**Your objective:** The finished copy should match every record exactly and contain no pictures.

**Referring expression data:**
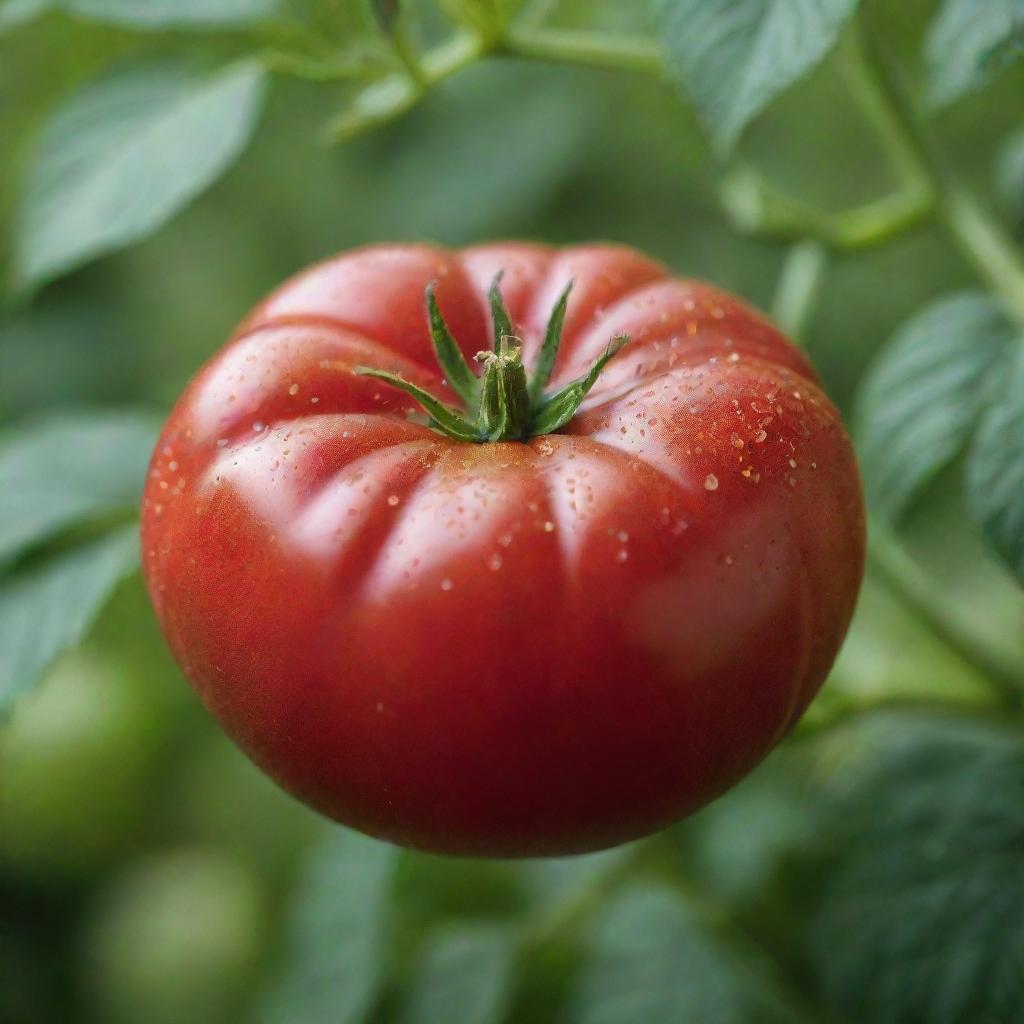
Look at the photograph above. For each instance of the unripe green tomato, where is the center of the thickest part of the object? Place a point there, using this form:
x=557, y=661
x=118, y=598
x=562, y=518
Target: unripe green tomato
x=75, y=766
x=175, y=940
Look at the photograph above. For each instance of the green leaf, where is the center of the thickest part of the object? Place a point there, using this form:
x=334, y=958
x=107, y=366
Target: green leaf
x=964, y=45
x=563, y=881
x=15, y=12
x=459, y=373
x=46, y=609
x=923, y=397
x=1010, y=175
x=339, y=934
x=66, y=470
x=158, y=14
x=445, y=419
x=125, y=155
x=733, y=57
x=995, y=472
x=549, y=348
x=922, y=901
x=385, y=13
x=463, y=978
x=652, y=961
x=559, y=408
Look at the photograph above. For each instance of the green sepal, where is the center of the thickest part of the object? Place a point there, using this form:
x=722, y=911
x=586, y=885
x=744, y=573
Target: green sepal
x=549, y=350
x=499, y=314
x=459, y=373
x=558, y=409
x=505, y=409
x=446, y=419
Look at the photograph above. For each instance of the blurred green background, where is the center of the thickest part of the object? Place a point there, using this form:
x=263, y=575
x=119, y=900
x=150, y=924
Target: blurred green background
x=148, y=873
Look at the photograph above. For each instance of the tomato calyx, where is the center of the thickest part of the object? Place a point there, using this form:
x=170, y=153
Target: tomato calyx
x=503, y=402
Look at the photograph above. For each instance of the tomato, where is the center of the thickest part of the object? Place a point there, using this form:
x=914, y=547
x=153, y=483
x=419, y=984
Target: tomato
x=534, y=645
x=176, y=937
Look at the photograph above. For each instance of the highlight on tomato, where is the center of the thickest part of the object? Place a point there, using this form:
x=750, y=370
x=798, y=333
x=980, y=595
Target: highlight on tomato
x=508, y=551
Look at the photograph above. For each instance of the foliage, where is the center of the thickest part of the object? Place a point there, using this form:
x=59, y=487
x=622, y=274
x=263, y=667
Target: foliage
x=924, y=881
x=869, y=871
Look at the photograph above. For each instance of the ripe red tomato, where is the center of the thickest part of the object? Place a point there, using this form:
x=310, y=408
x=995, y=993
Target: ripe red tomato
x=516, y=647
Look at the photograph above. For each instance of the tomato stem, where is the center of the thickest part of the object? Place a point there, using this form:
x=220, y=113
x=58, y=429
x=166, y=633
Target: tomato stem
x=503, y=403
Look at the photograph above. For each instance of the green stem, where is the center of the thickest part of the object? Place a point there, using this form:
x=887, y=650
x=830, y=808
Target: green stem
x=565, y=46
x=754, y=207
x=978, y=237
x=395, y=94
x=799, y=284
x=407, y=54
x=983, y=243
x=903, y=576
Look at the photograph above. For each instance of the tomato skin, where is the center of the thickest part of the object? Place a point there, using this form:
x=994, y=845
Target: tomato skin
x=511, y=648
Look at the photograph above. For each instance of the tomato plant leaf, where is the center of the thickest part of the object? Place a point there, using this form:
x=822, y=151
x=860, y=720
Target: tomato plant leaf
x=1010, y=175
x=733, y=57
x=967, y=43
x=459, y=373
x=15, y=12
x=385, y=13
x=157, y=14
x=69, y=469
x=924, y=395
x=651, y=961
x=463, y=978
x=339, y=928
x=995, y=471
x=124, y=155
x=926, y=882
x=556, y=410
x=48, y=608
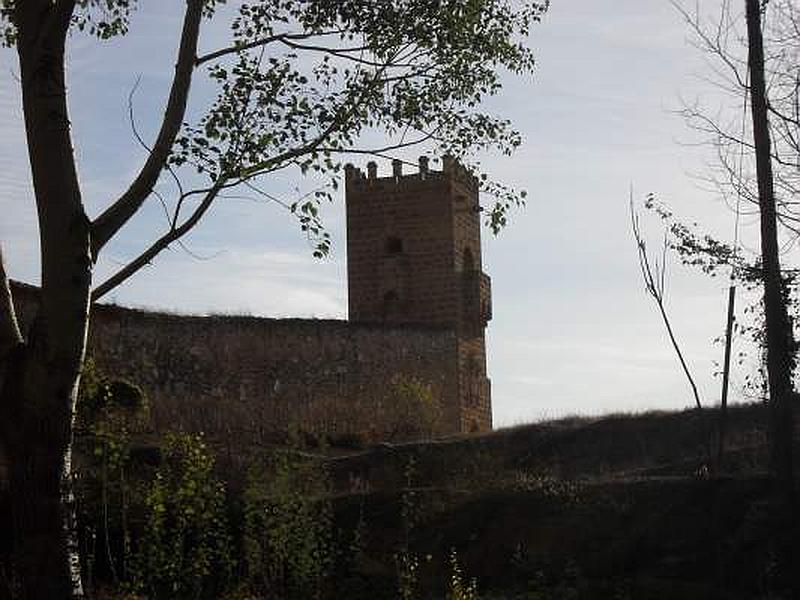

**Answer for this exercise:**
Look at the photograph above. For each instance of the unripe green tomato, where is the center of the thickest part of the object? Place a point there, using this form:
x=557, y=661
x=118, y=598
x=562, y=518
Target: unripe green tomato
x=75, y=766
x=175, y=940
Look at the photograph above. For each instance of the green leaf, where is the center of the thickest part of the object? Place a point there, using this form:
x=334, y=958
x=107, y=366
Target: green leaf
x=964, y=45
x=563, y=881
x=15, y=12
x=459, y=373
x=46, y=609
x=923, y=397
x=1010, y=175
x=339, y=934
x=66, y=470
x=158, y=14
x=445, y=419
x=125, y=155
x=733, y=57
x=995, y=472
x=549, y=348
x=922, y=901
x=385, y=13
x=463, y=978
x=652, y=961
x=559, y=408
Look at the photograph above. For each instance of the green sepal, where is the center of the thickest part of the object? Place a point there, using this form:
x=722, y=911
x=586, y=885
x=744, y=573
Target: green sepal
x=549, y=350
x=499, y=314
x=459, y=373
x=558, y=409
x=505, y=409
x=446, y=419
Look at the photograph above. For each instance of the blurred green background, where is the center of the thickest part of the object? Place a point there, using this form:
x=263, y=575
x=119, y=900
x=150, y=924
Target: blurred green background
x=148, y=873
Look at the photograph above. For each instance of the tomato calyx, where is the center of the thickest part of the object? Place a point there, using this form:
x=170, y=153
Target: tomato calyx
x=503, y=402
Look at the photograph above. For each instance of the tomato, where is the center of the thickest part of the object? Place a point there, using this form:
x=914, y=547
x=153, y=483
x=419, y=984
Target: tomato
x=534, y=645
x=176, y=937
Look at the photograph above. For each instance of the highlight on tomato, where is the center of the thickest part of the object? Place a point there, using this form:
x=750, y=370
x=798, y=333
x=980, y=595
Target: highlight on tomato
x=508, y=551
Look at the photograph above. For each instance of the foliage, where is the center of the thickest part of the object? Place a point there, using this form:
x=59, y=487
x=622, y=274
x=263, y=667
Target: foliage
x=924, y=881
x=869, y=871
Look at the photograph above. For each instance of the ripe red tomato, where is the center of the thickest part of the object? Place a point there, using this form:
x=310, y=408
x=995, y=993
Target: ripe red tomato
x=516, y=647
Look at the photograph above. For each instance of the tomato stem, where is the center of the thickest part of the object? Place a point there, using this form:
x=220, y=113
x=58, y=429
x=166, y=633
Target: tomato stem
x=503, y=403
Look at the photograph above. For each instance of the green stem, where is the center of the thickest part of the object? Place a point there, using this form:
x=887, y=650
x=830, y=808
Target: green stem
x=565, y=46
x=754, y=207
x=978, y=237
x=395, y=94
x=799, y=284
x=407, y=54
x=983, y=243
x=903, y=576
Look at the photograph above. For each instance of the tomato skin, where is the center of the thickest part of the object? Place a point there, using this form:
x=994, y=845
Target: tomato skin
x=511, y=648
Look at the photograph above. For each instance of the tomato plant leaf, where is the center of the thickest part of the object? Place a point there, using this form:
x=822, y=151
x=860, y=720
Target: tomato plant leaf
x=1010, y=175
x=733, y=57
x=967, y=43
x=459, y=373
x=15, y=12
x=385, y=13
x=157, y=14
x=69, y=469
x=924, y=395
x=651, y=961
x=463, y=978
x=339, y=928
x=995, y=471
x=124, y=155
x=926, y=882
x=556, y=410
x=48, y=608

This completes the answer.